Requirement →
Locate every line in the rows below that contains the string "windshield" with the same capitalization, and copy each of those lines.

Items taken from a dataset

--- --- ---

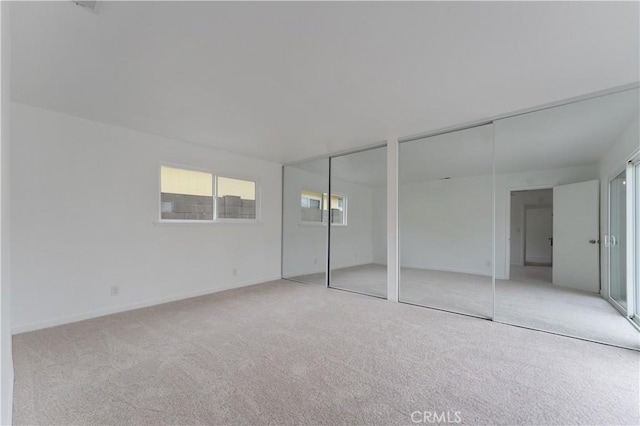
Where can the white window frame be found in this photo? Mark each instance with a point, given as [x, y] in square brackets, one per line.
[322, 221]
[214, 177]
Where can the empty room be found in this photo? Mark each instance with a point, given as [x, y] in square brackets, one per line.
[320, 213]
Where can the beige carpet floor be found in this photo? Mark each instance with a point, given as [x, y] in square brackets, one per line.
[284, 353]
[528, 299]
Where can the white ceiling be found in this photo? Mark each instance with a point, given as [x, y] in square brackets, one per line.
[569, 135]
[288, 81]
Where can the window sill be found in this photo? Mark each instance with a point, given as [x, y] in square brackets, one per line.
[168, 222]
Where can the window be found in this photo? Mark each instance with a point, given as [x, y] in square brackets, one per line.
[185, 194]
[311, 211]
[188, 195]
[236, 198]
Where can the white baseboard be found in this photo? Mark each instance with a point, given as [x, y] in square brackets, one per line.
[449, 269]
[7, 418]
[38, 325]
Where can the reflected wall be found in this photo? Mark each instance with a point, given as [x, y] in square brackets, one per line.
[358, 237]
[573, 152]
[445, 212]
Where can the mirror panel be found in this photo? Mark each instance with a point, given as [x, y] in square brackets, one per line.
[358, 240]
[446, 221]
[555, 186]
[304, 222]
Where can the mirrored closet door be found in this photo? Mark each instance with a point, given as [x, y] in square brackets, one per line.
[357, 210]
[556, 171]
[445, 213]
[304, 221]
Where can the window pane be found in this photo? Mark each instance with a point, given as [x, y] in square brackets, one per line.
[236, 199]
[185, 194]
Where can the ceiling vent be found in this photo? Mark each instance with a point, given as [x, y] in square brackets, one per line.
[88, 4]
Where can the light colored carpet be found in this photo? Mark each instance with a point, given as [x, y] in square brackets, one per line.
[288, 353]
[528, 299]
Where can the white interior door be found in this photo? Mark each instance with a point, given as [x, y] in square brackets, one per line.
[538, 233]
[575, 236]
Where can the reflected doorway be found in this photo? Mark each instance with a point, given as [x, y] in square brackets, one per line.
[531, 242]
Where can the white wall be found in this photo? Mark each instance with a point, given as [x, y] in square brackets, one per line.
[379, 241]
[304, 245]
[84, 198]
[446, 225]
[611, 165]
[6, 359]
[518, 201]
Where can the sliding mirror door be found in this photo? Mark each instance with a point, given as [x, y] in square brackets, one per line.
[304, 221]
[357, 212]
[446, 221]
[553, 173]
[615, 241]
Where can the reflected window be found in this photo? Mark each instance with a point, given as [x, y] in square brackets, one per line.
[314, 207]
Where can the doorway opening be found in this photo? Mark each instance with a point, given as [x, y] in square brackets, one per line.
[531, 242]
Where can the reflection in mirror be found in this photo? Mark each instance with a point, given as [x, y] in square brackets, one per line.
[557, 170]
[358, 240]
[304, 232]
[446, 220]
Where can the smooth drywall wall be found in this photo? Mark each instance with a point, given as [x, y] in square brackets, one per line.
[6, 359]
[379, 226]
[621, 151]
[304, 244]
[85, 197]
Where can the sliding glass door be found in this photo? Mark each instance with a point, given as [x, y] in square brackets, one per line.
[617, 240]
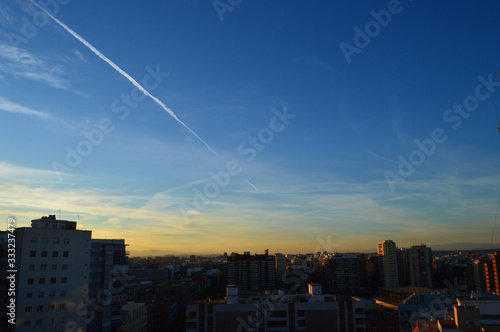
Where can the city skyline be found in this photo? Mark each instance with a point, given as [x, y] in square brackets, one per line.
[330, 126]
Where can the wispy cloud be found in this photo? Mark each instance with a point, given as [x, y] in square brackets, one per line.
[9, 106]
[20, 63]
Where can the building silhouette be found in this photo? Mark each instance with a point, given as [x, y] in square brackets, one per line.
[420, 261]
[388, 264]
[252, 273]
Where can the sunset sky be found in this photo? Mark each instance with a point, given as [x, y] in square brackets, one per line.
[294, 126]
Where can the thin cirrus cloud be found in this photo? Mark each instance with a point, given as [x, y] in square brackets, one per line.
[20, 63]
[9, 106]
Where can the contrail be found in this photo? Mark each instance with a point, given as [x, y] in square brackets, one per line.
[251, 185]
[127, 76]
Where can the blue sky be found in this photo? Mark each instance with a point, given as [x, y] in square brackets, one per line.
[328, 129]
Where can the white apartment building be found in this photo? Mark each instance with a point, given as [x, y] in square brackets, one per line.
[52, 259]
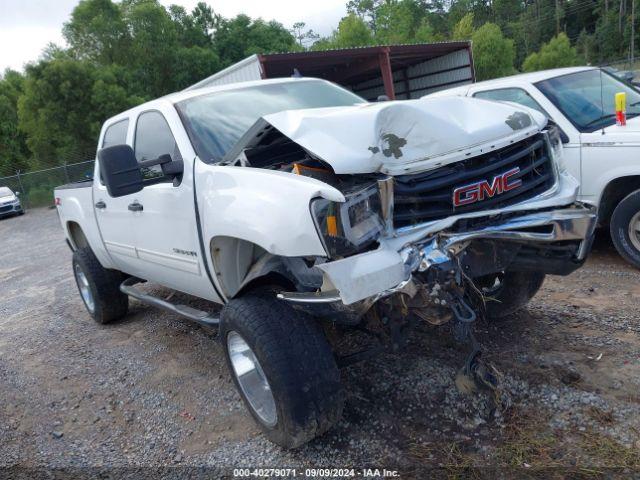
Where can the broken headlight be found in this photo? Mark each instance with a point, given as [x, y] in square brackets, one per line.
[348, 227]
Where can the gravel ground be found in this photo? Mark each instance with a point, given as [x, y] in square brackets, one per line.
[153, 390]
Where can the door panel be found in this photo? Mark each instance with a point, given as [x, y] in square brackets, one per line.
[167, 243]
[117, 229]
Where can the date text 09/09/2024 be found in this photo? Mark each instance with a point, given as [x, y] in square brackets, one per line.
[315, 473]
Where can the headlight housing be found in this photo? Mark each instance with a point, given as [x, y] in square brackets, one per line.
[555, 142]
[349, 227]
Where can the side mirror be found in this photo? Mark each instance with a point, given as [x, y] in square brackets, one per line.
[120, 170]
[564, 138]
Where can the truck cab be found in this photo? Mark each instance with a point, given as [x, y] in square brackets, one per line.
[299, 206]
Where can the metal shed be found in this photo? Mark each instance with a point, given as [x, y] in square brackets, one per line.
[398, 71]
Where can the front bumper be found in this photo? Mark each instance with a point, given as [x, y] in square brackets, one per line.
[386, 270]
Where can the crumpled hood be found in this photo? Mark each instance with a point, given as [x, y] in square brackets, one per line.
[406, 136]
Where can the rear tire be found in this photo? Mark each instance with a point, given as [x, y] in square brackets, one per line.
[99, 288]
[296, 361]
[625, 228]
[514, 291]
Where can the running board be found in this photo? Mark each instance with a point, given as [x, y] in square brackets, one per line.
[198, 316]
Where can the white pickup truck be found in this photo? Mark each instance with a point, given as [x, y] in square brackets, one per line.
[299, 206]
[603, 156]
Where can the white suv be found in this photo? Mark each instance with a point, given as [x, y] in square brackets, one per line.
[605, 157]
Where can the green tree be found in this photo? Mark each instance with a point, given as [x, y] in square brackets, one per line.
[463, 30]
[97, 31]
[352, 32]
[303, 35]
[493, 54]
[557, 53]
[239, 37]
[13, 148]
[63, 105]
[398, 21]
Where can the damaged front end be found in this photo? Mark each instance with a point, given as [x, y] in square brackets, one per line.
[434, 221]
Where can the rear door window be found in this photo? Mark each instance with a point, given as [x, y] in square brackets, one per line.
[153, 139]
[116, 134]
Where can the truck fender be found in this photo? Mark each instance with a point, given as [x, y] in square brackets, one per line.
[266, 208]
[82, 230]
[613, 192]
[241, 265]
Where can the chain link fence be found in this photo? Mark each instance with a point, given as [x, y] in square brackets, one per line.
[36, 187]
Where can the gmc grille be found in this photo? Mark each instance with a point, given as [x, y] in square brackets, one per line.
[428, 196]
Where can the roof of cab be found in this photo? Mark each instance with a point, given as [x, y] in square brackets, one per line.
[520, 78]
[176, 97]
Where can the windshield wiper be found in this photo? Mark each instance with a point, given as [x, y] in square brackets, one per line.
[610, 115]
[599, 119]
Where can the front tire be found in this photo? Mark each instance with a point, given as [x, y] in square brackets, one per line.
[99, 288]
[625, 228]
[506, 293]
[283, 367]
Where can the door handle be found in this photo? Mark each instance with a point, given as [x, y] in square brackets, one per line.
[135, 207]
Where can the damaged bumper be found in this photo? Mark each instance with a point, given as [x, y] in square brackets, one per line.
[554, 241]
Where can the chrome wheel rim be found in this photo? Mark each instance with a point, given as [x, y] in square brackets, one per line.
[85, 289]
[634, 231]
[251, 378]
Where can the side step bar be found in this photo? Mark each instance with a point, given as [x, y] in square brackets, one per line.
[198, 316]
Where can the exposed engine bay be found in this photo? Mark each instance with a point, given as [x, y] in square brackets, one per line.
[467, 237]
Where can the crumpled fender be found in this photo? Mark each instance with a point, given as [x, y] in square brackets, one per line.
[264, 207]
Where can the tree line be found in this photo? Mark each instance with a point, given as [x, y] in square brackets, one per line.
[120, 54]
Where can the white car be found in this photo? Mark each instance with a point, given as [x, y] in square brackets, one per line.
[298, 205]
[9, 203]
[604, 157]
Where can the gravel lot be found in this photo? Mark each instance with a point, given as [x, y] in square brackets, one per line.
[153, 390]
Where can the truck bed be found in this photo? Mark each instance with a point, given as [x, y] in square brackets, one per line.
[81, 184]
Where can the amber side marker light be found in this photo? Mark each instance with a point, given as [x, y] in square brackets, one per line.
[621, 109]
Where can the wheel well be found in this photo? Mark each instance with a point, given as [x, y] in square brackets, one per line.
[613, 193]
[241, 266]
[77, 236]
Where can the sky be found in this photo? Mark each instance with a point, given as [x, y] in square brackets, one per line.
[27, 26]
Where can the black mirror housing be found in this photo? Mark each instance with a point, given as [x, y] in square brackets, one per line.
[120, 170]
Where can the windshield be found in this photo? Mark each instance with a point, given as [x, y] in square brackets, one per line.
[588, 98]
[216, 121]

--- --- ---

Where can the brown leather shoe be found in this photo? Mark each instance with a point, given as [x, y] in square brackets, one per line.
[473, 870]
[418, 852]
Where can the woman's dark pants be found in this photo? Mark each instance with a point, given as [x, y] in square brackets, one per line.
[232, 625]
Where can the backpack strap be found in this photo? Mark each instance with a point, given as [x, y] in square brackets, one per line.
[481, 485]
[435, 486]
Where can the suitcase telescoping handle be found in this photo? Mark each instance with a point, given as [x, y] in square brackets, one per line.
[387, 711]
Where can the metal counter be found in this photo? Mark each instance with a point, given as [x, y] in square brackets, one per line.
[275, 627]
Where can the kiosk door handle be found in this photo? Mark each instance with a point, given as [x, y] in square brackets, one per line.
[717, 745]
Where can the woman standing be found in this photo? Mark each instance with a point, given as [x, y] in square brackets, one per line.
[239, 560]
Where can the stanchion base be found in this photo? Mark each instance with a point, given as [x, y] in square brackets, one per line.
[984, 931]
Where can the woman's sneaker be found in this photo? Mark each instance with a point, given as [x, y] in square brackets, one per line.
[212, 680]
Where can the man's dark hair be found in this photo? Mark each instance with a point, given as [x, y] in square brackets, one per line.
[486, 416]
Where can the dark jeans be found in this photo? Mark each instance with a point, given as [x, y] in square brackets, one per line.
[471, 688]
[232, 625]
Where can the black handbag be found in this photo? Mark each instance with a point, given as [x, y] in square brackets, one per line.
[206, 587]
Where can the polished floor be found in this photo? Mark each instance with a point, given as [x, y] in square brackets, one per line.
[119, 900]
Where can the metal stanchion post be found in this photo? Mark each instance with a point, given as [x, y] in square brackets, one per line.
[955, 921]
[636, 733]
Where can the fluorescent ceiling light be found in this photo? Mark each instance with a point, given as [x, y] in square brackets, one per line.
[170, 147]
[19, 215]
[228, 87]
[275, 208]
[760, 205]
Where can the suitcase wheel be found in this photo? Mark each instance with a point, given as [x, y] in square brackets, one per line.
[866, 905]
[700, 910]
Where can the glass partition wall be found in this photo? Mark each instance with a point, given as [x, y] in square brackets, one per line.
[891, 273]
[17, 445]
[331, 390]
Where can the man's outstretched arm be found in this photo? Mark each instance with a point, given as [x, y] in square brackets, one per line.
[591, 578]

--- --- ---

Task answer →
Where can the windshield wiper be found in this photo? Mark each instance with a point, given as [x, y] in square brackets, one per line.
Where can the windshield be found in this photo? Mark each instance with a point, given as [x, y] in square brackets, one per line.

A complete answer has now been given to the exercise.